**Set of tasks:**
a. From the explanation of why a motor is an inductive load, reproduce the part that opens with the words containing "Due to Faraday's" and closes with "flow of current.".
b. In the Faraday's Law formula given in the explanation of inductive loads, what does N represent?
c. Extend the explanation of motors as inductive loads, starting after its last sentence.

**Source:**
--
The motor is an INDUCTIVE LOAD.

Due to Faraday's Law of Induction stating that a time varying/changing current creates a magnetic field with a magnitude directly proportional to the change in the current through the conductor over time and ( as much symmetry exists in physics) a changing magnetic field creates an electric field (a voltage difference) surrounding the conductor that manifests as an opposition to the change in current that created the magnetic field. This is due to Lenz's Law which complete Faraday's Formula for electromagnetic Induction where an electro-motive-force is created equal to the rate of change in the magnetic field over time (which was cause by the change in the flow of current.

Faraday's Law: back-EMF = (-1)dB/dtN where back-EMF is the voltage potential opposite the current flow creating the resistance to change, "-1" is Lenz's Law, "dB" is the change in magnetic flux, and "dT" is the time period over which the change is is measured, and N is how many coils of wire are within the changing electric field.
--
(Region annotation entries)

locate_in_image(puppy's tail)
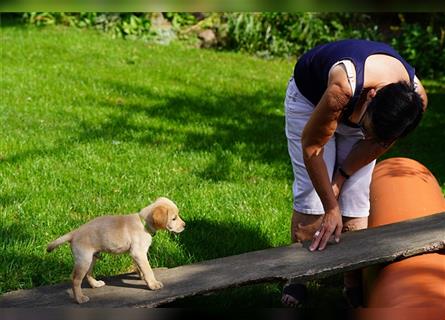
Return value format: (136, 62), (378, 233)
(46, 232), (73, 252)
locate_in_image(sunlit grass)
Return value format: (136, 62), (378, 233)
(0, 27), (445, 306)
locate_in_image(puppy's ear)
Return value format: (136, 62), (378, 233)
(152, 206), (168, 230)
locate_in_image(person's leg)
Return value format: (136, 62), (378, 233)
(282, 79), (335, 306)
(343, 217), (368, 308)
(336, 125), (375, 307)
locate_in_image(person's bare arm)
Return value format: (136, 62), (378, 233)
(332, 139), (392, 199)
(302, 67), (352, 251)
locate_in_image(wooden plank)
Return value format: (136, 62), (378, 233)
(0, 212), (445, 308)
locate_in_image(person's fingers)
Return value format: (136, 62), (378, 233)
(309, 230), (323, 251)
(318, 229), (332, 250)
(334, 225), (343, 243)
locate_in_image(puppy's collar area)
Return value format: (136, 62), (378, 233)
(139, 216), (156, 237)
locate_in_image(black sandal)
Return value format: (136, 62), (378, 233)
(281, 283), (307, 308)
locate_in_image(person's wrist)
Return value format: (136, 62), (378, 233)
(337, 167), (351, 180)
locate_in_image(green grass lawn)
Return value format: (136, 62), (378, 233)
(0, 25), (445, 307)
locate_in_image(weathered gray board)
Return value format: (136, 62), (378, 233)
(0, 212), (445, 308)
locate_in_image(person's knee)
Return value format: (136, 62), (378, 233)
(291, 210), (323, 242)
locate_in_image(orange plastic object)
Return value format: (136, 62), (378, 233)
(364, 158), (445, 319)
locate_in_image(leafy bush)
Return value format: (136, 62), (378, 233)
(24, 12), (154, 39)
(391, 21), (445, 78)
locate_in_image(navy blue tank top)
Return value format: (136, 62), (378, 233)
(294, 39), (415, 119)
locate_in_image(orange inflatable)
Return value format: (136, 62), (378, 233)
(364, 158), (445, 320)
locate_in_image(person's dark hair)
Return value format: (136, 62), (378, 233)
(367, 81), (423, 143)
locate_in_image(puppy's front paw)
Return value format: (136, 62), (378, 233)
(148, 280), (164, 290)
(76, 295), (90, 304)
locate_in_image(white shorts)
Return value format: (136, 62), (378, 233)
(284, 78), (375, 217)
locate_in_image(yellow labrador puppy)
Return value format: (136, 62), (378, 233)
(47, 198), (185, 303)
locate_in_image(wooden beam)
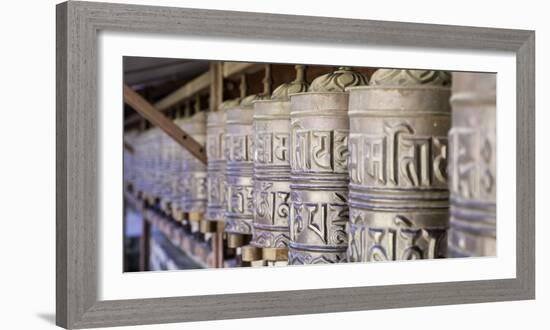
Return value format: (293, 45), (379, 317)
(210, 62), (223, 111)
(155, 72), (210, 111)
(124, 85), (206, 164)
(223, 62), (264, 79)
(124, 141), (136, 154)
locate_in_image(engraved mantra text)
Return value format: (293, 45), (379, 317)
(349, 123), (447, 187)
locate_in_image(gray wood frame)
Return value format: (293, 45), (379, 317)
(56, 2), (535, 328)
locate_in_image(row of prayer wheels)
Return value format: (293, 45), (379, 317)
(125, 66), (496, 264)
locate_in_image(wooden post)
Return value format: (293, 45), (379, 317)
(210, 62), (223, 111)
(139, 217), (151, 271)
(124, 85), (206, 164)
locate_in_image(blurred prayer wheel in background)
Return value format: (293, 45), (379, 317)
(181, 111), (207, 232)
(147, 127), (164, 206)
(289, 67), (367, 264)
(251, 66), (307, 261)
(205, 105), (231, 232)
(448, 72), (496, 257)
(348, 69), (451, 262)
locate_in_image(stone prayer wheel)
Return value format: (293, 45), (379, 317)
(348, 69), (451, 262)
(181, 111), (208, 231)
(224, 95), (255, 242)
(201, 107), (225, 232)
(251, 66), (308, 261)
(159, 126), (180, 214)
(448, 73), (496, 257)
(289, 67), (367, 264)
(147, 127), (164, 205)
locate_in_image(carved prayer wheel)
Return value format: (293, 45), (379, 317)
(251, 66), (308, 261)
(181, 111), (208, 227)
(159, 126), (179, 214)
(204, 109), (225, 232)
(348, 69), (451, 261)
(224, 98), (254, 240)
(289, 67), (367, 264)
(448, 73), (496, 257)
(147, 127), (164, 205)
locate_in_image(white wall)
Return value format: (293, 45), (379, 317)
(0, 0), (550, 330)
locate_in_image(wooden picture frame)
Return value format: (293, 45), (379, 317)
(56, 1), (535, 328)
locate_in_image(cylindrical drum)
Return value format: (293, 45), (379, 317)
(159, 126), (177, 213)
(288, 68), (367, 264)
(206, 111), (225, 229)
(122, 130), (139, 190)
(251, 71), (308, 261)
(448, 73), (496, 257)
(148, 127), (164, 204)
(348, 69), (451, 261)
(251, 100), (290, 248)
(181, 111), (207, 217)
(224, 100), (254, 235)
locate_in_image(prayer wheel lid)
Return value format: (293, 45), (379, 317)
(271, 73), (309, 101)
(206, 110), (225, 126)
(219, 98), (241, 111)
(308, 67), (368, 93)
(369, 69), (451, 87)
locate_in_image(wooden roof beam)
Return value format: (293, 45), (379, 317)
(124, 84), (206, 164)
(154, 71), (210, 111)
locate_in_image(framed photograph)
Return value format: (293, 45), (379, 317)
(56, 2), (535, 328)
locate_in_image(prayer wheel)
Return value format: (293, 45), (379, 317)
(251, 66), (308, 261)
(181, 111), (208, 231)
(147, 127), (164, 206)
(448, 72), (496, 257)
(348, 69), (451, 262)
(224, 95), (255, 241)
(288, 67), (367, 264)
(201, 109), (225, 232)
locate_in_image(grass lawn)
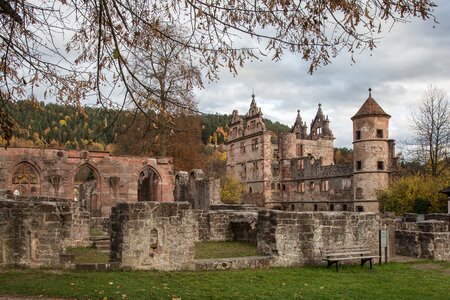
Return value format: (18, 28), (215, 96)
(0, 261), (450, 299)
(195, 241), (258, 259)
(66, 247), (109, 264)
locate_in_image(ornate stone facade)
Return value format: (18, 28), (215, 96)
(0, 148), (174, 216)
(226, 92), (397, 212)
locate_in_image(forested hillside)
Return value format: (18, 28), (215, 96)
(0, 101), (289, 172)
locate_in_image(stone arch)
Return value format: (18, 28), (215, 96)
(10, 161), (41, 196)
(73, 163), (101, 214)
(138, 166), (162, 202)
(173, 171), (189, 201)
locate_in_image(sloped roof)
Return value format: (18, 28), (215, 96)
(352, 96), (391, 120)
(439, 186), (450, 196)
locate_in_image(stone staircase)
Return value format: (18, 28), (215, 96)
(89, 235), (111, 252)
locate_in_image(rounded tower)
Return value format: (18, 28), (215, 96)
(351, 89), (391, 212)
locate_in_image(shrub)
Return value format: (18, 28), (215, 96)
(378, 175), (448, 215)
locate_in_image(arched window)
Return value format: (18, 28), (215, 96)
(74, 164), (101, 213)
(11, 162), (40, 196)
(149, 228), (158, 253)
(138, 166), (161, 201)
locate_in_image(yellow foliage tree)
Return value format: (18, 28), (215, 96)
(378, 175), (449, 215)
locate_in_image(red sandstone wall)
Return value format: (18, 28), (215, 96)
(0, 148), (174, 215)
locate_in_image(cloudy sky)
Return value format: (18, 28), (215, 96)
(196, 0), (450, 149)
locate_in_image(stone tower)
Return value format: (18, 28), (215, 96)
(351, 89), (393, 212)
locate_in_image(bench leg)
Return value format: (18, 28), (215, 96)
(361, 258), (373, 270)
(327, 260), (339, 272)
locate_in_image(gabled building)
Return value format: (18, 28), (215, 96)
(226, 90), (397, 212)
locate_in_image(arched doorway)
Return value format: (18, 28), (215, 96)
(74, 164), (101, 215)
(11, 162), (40, 196)
(138, 166), (161, 201)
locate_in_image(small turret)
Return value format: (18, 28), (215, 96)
(309, 103), (334, 140)
(351, 89), (391, 212)
(291, 110), (308, 140)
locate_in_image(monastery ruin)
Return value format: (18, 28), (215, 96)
(226, 91), (397, 212)
(0, 90), (450, 270)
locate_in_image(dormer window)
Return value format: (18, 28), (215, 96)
(377, 129), (383, 139)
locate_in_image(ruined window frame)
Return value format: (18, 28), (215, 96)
(320, 180), (329, 192)
(376, 129), (384, 139)
(297, 181), (305, 193)
(252, 138), (258, 151)
(296, 144), (303, 157)
(240, 142), (245, 154)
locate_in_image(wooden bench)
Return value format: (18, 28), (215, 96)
(322, 246), (380, 272)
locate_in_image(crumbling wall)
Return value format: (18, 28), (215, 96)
(257, 210), (380, 266)
(110, 202), (196, 271)
(0, 197), (89, 267)
(196, 204), (258, 243)
(174, 169), (220, 210)
(395, 214), (450, 261)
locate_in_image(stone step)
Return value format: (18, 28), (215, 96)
(94, 240), (111, 250)
(195, 256), (274, 271)
(75, 262), (120, 271)
(89, 235), (109, 242)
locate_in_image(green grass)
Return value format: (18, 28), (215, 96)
(89, 228), (105, 236)
(66, 247), (109, 264)
(0, 261), (450, 299)
(195, 242), (258, 259)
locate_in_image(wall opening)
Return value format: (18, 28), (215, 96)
(11, 162), (40, 196)
(138, 166), (161, 201)
(149, 228), (158, 253)
(74, 164), (101, 214)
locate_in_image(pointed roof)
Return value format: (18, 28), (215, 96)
(351, 89), (391, 121)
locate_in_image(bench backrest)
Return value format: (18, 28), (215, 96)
(322, 246), (372, 257)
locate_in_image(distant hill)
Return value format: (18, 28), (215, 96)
(8, 100), (290, 150)
(202, 113), (291, 144)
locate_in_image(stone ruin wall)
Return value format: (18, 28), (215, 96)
(111, 202), (380, 271)
(110, 202), (197, 271)
(0, 196), (90, 267)
(258, 210), (380, 266)
(0, 148), (174, 216)
(195, 204), (258, 244)
(394, 214), (450, 261)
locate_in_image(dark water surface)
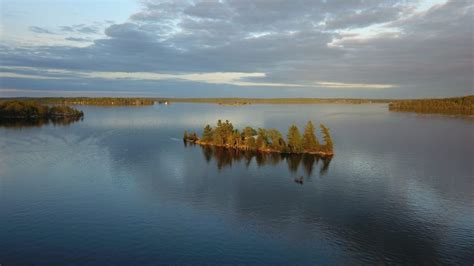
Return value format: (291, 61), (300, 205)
(0, 104), (474, 265)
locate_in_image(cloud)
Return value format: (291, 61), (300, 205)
(316, 82), (396, 89)
(59, 22), (99, 34)
(64, 37), (92, 42)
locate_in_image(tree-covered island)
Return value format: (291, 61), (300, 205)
(183, 120), (334, 157)
(0, 101), (84, 119)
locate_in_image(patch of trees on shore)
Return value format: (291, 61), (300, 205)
(0, 101), (84, 120)
(12, 97), (155, 106)
(159, 98), (391, 105)
(389, 95), (474, 115)
(184, 142), (332, 177)
(183, 120), (334, 156)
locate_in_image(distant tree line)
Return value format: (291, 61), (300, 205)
(158, 98), (392, 105)
(389, 96), (474, 115)
(183, 120), (334, 156)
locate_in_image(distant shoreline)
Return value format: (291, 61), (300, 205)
(0, 95), (474, 115)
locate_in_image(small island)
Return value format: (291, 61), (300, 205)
(0, 101), (84, 120)
(183, 120), (334, 157)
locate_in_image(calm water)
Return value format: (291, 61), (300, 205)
(0, 104), (474, 265)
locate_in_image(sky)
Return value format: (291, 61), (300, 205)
(0, 0), (474, 98)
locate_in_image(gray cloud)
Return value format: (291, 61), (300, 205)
(0, 0), (473, 97)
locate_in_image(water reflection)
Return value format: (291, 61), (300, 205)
(0, 116), (83, 129)
(184, 141), (331, 177)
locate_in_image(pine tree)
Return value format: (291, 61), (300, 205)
(267, 129), (286, 151)
(288, 124), (303, 153)
(303, 121), (320, 151)
(257, 128), (268, 149)
(202, 125), (213, 142)
(320, 124), (333, 152)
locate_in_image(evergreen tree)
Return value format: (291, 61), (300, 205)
(303, 121), (320, 151)
(320, 124), (333, 152)
(202, 125), (213, 142)
(242, 127), (257, 138)
(245, 137), (258, 150)
(288, 124), (303, 152)
(267, 129), (286, 151)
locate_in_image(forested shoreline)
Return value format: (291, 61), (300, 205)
(183, 120), (334, 157)
(388, 96), (474, 115)
(0, 95), (474, 115)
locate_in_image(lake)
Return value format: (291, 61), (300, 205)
(0, 103), (474, 265)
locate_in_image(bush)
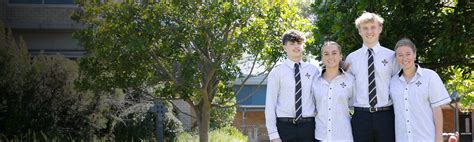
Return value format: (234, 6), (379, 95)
(177, 126), (247, 142)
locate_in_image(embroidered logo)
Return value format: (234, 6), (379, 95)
(415, 80), (421, 87)
(339, 82), (347, 88)
(382, 59), (388, 66)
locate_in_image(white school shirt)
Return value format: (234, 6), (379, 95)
(265, 59), (319, 140)
(312, 69), (355, 142)
(390, 66), (451, 142)
(345, 43), (400, 108)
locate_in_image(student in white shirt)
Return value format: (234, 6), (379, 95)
(390, 39), (451, 142)
(311, 41), (354, 142)
(345, 12), (399, 142)
(265, 30), (319, 142)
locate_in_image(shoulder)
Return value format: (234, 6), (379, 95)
(421, 68), (441, 79)
(344, 72), (355, 84)
(380, 46), (395, 57)
(346, 48), (363, 62)
(270, 63), (285, 75)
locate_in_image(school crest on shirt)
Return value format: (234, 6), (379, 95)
(415, 80), (421, 87)
(382, 59), (388, 66)
(339, 82), (347, 88)
(304, 73), (311, 79)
--
**Answers by task:**
a.
Due to Faraday's Law of Induction stating that a time varying/changing current creates a magnetic field with a magnitude directly proportional to the change in the current through the conductor over time and ( as much symmetry exists in physics) a changing magnetic field creates an electric field (a voltage difference) surrounding the conductor that manifests as an opposition to the change in current that created the magnetic field. This is due to Lenz's Law which complete Faraday's Formula for electromagnetic Induction where an electro-motive-force is created equal to the rate of change in the magnetic field over time (which was cause by the change in the flow of current.

b. N is how many coils of wire are within the changing electric field.

c.
Your motor is inductive due to the many coils of wire. When it starts up it slowly gains speed instead of instantly being at top speed because of Lenz's law making the back-EMF resist the change in current flow until the current flow is no longer changing and at its maximum. There is now energy stored in the corresponding magnetic field. When you turn off the motor it will still spin and now instead of consuming power it is generating power. The original back EMF flowed toward the supply but now as the motor slows down the inductance will resist the change in current and will force a current to flow forward and into the transistors collector.

Since current is the flow of electrons the electrons must come from somewhere. Your transistor connects the motor to GROUND where it was sourcing electrons initially. The electrons "moved" by the electro-motive force induced by the collapsing magnetic field would bunch up at the transistor collector without the diode and would have to be sourced from your Power Supply which wont like that. With a diode giving a return path for that EMF it will dissipate through the diode and motor after a couple loops through it.

So, the fly back diode allows a path for the electrons to flow around the motor and not into the power supply or the transistor (causing potential damage), created by self induction in the motors windings when turned off and caused by the sudden change in current to zero.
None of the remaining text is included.